Work to be completed:
The required output is the line that contains "Can you find the slender" plus every line after it in the listing below, copied exactly as it appears.

Information shown:
========================================================================

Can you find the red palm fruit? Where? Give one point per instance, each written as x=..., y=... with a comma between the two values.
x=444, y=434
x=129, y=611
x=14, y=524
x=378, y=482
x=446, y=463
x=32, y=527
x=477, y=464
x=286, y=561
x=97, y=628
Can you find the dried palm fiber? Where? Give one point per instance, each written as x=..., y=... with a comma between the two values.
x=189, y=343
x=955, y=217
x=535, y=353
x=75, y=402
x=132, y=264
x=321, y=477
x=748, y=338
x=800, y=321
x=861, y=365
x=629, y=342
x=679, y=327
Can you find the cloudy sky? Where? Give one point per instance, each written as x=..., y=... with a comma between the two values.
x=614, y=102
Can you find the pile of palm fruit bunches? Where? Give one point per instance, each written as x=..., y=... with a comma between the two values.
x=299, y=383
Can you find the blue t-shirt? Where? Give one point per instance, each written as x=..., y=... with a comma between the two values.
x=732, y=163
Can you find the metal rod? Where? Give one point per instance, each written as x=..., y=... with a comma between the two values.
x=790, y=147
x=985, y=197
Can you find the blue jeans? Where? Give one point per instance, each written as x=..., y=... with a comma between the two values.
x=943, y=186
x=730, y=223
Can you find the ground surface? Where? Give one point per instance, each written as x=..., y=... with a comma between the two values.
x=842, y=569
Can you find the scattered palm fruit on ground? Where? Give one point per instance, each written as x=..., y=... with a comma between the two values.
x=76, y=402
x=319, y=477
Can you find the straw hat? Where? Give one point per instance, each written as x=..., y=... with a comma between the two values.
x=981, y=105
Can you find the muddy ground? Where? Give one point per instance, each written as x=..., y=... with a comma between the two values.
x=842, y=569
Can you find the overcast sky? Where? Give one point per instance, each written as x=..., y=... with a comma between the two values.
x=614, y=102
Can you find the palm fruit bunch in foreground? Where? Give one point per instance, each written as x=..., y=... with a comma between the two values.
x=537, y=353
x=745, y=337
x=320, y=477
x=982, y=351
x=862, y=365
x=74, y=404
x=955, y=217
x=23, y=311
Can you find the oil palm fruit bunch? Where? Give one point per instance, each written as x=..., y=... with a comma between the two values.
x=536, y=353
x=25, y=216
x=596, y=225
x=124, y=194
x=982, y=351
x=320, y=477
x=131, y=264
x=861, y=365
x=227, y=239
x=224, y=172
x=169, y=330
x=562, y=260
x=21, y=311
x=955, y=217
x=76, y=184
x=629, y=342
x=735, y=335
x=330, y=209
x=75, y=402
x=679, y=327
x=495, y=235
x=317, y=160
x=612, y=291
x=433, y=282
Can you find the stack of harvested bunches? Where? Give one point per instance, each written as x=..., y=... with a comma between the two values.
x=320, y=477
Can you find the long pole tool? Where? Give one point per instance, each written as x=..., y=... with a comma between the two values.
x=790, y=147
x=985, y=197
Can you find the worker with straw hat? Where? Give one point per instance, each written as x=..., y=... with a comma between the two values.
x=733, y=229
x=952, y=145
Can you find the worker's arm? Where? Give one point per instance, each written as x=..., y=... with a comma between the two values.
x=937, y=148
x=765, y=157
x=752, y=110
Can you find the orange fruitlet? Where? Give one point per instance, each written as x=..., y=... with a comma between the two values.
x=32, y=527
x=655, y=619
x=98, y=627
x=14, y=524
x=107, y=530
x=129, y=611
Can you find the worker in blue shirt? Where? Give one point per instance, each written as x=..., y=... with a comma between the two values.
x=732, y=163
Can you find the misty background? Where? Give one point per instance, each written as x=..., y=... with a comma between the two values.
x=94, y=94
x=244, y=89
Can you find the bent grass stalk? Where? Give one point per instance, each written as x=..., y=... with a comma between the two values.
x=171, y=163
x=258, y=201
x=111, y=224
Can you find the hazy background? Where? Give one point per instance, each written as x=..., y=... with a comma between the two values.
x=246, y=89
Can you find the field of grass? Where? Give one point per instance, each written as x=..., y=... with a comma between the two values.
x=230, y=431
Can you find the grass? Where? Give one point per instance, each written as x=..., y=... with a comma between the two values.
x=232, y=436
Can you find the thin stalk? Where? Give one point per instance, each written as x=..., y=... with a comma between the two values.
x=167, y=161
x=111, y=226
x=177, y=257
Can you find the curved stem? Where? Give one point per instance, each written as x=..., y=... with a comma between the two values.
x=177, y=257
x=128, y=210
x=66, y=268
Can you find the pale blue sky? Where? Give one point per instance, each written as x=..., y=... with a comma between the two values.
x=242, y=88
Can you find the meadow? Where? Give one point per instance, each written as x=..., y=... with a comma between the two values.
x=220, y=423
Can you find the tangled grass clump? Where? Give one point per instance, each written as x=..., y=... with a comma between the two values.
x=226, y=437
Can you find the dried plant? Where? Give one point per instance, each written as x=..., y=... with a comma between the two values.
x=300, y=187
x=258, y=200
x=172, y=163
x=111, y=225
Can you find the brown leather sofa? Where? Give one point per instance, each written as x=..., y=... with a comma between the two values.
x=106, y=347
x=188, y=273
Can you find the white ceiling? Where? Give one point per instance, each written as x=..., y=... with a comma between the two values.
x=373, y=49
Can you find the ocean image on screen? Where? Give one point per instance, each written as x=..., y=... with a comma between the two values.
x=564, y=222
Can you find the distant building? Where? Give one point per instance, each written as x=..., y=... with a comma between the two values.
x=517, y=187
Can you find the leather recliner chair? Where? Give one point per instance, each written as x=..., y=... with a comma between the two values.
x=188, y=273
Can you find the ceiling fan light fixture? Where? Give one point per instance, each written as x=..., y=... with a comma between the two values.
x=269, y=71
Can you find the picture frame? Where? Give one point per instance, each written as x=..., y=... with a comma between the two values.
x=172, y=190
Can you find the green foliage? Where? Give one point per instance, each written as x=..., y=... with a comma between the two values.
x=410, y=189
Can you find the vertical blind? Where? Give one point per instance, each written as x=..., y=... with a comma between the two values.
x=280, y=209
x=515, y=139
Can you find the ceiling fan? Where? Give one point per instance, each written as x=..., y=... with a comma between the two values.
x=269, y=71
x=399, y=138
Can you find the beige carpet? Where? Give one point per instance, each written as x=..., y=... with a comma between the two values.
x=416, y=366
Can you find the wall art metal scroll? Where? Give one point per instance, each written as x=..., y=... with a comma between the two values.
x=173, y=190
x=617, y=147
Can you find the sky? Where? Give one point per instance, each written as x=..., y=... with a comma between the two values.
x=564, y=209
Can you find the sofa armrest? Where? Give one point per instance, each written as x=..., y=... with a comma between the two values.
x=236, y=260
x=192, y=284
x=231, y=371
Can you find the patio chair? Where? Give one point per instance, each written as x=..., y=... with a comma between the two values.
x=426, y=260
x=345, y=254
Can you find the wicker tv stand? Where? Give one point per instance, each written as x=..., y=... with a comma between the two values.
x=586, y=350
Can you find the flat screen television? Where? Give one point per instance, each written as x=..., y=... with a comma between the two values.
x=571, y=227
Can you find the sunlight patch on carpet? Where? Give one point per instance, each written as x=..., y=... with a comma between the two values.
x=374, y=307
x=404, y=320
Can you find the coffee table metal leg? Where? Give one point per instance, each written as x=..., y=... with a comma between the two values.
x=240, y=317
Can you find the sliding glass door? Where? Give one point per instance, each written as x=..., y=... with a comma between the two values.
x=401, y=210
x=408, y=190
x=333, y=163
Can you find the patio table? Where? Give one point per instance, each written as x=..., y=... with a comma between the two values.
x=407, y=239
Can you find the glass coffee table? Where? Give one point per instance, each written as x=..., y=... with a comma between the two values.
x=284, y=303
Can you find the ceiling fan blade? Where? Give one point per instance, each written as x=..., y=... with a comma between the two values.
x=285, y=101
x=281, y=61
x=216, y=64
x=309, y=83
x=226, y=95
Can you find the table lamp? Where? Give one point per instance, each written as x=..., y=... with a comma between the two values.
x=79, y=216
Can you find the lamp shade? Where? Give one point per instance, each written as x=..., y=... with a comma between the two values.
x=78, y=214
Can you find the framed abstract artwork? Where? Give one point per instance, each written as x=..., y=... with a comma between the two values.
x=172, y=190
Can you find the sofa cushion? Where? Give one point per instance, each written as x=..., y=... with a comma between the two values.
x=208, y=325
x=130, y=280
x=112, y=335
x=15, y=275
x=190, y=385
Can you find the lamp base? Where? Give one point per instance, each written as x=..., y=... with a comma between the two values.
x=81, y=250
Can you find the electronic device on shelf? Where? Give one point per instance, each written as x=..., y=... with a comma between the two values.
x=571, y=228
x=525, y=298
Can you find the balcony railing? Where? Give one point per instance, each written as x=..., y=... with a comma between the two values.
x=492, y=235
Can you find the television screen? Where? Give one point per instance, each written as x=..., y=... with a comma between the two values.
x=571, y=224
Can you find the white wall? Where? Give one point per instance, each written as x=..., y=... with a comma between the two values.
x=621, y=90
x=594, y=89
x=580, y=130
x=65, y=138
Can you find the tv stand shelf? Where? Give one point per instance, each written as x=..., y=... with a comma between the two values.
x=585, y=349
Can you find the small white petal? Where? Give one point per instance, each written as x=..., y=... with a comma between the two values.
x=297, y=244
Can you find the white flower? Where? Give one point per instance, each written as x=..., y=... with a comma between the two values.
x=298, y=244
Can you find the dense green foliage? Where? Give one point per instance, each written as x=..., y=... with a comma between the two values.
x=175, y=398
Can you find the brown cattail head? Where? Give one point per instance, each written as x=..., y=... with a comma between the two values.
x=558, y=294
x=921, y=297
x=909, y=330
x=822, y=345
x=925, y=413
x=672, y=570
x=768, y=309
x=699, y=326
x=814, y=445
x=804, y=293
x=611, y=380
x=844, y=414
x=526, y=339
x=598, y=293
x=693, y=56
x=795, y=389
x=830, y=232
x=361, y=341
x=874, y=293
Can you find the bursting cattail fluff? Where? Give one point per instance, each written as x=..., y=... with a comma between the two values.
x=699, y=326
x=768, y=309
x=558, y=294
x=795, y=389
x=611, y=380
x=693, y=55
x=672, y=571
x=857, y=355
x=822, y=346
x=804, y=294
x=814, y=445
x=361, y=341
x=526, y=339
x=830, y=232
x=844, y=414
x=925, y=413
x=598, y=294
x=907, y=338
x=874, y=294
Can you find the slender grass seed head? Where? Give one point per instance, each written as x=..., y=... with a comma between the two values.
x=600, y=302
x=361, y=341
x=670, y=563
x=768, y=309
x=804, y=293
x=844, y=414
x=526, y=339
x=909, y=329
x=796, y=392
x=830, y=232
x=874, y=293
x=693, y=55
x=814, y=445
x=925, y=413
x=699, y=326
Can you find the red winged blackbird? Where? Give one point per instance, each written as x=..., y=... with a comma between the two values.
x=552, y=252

========================================================================

Exercise response:
Can you find the slender grass seed head? Where? Give one point per instance, each written as x=..., y=... with a comma between the two values.
x=600, y=302
x=361, y=341
x=670, y=563
x=768, y=309
x=804, y=293
x=844, y=414
x=526, y=339
x=909, y=329
x=796, y=392
x=830, y=232
x=874, y=293
x=693, y=55
x=814, y=445
x=925, y=413
x=699, y=326
Can you find the red winged blackbird? Where? Give one point per instance, each written as x=..., y=... with a comma between the two values.
x=552, y=252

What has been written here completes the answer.